**SHORT EXERCISE**
According to the newsgroup thread below, what are C's multidimensional arrays?

**PASSAGE TO READ**
______________________________

"BartC" <> writes:
> "Keith Thompson" <kst-> wrote in message
> news:...
>> "BartC" <> writes:
>>> "Richard Damon" <> wrote in message
>>> news:k4qm0b$jr0$...
>>>> On 10/6/12 5:30 AM, Nick Keighley wrote:
>>>>> As someone remarked this business with "undefined behaviour" is true
>>>>> of pretty much all programming languages (I'm not convinced Godel has
>>>>> anything to contribute to this). To some extent C stresses it more,
>>>>> this is partly because C runs nearly everywhere and has huge numbers
>>>>> of implementations.
>>>
>>>> If we removed pointers into arrays (and passing
>>>> arrays with unspecified bounds), then the compiler could easily add code
>>>> to check the subscripts to the array and trap on error conditions. If we
>>>> want to support pointers into arrays, then these pointers could also be
>>>> made "fatter" to include the bounds of the object they point to (and for
>>>> multidimensional arrays, the bounds for each of the larger arrays the
>>>> array is part of).
>>>
>>> Arrays can have any numbers of dimensions, so would be highly impractical
>>> for any of a thousand possible pointers into an array for each to
>>> duplicate
>>> it's half-dozen or dozen dimensions. You would likely also need different
>>> pointers for each of the sub-dimensions.
>>
>> C's multidimensional arrays are nothing more or less than arrays of
>> arrays. Whatever mechanism existed for 1D arrays would automatically
>> apply to all higher dimensions.
>
> It's more complicated than that.
No, on the C language level it really is exactly that simple.
> You have simple arrays like this:
>
> int A[5][4][3];
Right.

______________________________

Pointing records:
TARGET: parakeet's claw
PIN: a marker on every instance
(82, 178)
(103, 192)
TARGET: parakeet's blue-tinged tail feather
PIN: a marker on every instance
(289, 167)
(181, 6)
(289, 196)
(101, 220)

______________________________

**FINAL RESULT**
They are nothing more or less than arrays of arrays.